[Dataset records]
────

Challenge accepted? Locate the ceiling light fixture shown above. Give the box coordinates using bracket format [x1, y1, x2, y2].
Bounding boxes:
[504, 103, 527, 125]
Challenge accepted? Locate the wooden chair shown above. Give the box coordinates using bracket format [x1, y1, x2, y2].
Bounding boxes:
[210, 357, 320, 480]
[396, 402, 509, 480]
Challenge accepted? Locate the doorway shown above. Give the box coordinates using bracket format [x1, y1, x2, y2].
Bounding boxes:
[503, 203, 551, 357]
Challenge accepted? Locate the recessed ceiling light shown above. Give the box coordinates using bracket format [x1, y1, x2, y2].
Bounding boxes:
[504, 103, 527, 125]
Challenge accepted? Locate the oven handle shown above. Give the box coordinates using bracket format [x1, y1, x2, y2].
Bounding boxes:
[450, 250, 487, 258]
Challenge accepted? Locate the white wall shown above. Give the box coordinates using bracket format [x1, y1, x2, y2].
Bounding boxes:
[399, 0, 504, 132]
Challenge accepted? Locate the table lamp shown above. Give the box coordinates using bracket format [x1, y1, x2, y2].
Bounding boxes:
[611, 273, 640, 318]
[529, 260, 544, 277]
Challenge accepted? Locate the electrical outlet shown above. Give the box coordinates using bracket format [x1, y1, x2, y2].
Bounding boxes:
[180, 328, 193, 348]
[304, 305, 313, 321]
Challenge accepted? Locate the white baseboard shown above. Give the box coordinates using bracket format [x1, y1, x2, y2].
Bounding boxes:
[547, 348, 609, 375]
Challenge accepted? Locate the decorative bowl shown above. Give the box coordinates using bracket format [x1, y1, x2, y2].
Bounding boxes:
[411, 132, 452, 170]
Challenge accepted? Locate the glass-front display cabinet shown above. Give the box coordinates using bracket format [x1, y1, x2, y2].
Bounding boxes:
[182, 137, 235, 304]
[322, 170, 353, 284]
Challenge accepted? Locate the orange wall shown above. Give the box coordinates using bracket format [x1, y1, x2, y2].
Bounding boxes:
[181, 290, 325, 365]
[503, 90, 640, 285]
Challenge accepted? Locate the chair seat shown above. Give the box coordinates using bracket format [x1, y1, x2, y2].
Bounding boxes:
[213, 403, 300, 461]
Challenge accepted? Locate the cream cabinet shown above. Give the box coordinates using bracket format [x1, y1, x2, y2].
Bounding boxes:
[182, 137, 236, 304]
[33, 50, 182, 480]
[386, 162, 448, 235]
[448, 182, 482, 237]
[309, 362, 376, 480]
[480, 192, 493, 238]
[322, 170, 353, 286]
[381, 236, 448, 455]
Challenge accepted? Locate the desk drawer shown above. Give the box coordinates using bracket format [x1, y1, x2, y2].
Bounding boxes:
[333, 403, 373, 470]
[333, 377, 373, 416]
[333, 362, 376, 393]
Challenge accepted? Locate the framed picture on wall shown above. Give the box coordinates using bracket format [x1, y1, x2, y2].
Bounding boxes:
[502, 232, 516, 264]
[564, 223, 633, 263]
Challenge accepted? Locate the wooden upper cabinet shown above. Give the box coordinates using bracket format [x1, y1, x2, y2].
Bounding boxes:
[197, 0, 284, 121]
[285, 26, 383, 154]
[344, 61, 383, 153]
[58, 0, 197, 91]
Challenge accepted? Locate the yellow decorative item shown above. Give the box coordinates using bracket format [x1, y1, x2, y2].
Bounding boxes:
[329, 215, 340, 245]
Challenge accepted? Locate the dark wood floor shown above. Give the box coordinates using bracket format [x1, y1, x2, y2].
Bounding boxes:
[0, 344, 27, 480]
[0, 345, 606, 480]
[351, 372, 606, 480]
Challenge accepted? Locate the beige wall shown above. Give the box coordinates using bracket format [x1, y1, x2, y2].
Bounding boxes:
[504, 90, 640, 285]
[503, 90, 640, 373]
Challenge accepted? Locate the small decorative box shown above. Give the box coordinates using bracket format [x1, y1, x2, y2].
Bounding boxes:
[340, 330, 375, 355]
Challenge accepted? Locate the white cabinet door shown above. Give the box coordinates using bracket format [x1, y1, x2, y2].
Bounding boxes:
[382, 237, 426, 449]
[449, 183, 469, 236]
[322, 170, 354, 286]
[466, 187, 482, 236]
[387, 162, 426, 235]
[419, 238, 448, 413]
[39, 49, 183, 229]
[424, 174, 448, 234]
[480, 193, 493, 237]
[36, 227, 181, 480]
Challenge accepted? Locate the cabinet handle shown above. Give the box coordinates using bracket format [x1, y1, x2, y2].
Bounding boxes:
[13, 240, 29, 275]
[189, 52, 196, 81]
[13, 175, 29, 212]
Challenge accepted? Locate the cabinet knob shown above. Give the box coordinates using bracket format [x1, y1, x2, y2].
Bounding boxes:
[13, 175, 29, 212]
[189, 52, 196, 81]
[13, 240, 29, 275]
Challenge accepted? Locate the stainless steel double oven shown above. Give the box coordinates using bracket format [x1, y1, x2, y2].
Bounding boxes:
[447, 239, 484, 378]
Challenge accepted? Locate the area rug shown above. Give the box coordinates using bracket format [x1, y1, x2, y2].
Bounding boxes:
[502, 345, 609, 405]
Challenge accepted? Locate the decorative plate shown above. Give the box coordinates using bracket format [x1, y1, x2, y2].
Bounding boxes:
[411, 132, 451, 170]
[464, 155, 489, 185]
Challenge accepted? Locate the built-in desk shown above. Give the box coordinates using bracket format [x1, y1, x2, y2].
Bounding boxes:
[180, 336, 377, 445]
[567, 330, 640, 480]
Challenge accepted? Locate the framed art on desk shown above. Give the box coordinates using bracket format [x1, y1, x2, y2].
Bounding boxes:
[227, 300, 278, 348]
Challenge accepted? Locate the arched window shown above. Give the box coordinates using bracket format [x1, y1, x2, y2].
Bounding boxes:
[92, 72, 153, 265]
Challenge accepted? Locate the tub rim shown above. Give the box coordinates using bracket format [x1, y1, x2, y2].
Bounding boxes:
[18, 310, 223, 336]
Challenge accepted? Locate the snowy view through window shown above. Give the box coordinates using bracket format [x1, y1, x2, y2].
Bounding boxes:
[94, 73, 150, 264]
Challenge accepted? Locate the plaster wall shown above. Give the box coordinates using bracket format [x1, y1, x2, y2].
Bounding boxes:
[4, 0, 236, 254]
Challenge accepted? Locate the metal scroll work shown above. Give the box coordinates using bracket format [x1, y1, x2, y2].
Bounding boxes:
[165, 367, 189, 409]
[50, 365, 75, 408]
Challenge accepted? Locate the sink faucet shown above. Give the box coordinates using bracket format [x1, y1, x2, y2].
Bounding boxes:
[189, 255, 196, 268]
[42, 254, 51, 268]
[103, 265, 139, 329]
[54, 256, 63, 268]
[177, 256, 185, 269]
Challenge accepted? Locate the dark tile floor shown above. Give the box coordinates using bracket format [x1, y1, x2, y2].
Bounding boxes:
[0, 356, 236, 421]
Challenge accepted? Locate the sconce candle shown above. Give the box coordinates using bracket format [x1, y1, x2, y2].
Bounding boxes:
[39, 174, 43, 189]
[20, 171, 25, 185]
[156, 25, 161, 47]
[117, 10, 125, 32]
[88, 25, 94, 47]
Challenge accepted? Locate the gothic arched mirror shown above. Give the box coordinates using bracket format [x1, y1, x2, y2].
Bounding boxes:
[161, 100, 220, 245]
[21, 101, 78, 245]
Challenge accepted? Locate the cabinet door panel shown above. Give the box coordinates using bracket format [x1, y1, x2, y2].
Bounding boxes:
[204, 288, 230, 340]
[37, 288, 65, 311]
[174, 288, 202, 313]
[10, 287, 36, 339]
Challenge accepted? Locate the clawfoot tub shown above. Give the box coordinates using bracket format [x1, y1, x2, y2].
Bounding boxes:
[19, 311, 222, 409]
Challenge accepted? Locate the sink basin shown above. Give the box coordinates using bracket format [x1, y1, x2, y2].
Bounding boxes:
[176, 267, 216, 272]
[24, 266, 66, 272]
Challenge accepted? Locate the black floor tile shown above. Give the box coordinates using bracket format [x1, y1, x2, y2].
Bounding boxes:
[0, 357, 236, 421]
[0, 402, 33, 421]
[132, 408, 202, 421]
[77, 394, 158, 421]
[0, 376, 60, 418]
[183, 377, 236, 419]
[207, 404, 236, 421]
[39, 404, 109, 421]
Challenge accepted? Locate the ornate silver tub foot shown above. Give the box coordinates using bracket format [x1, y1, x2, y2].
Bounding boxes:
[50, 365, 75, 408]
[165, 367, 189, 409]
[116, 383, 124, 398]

────

Exercise brief: Copy the rows verbatim, starting with the line that contains "Challenge accepted? Locate the tub" and ending after the line that contains "[18, 310, 223, 336]".

Solution:
Challenge accepted? Locate the tub rim shown above. Give the box coordinates using bracket format [x1, y1, x2, y2].
Bounding boxes:
[18, 310, 223, 336]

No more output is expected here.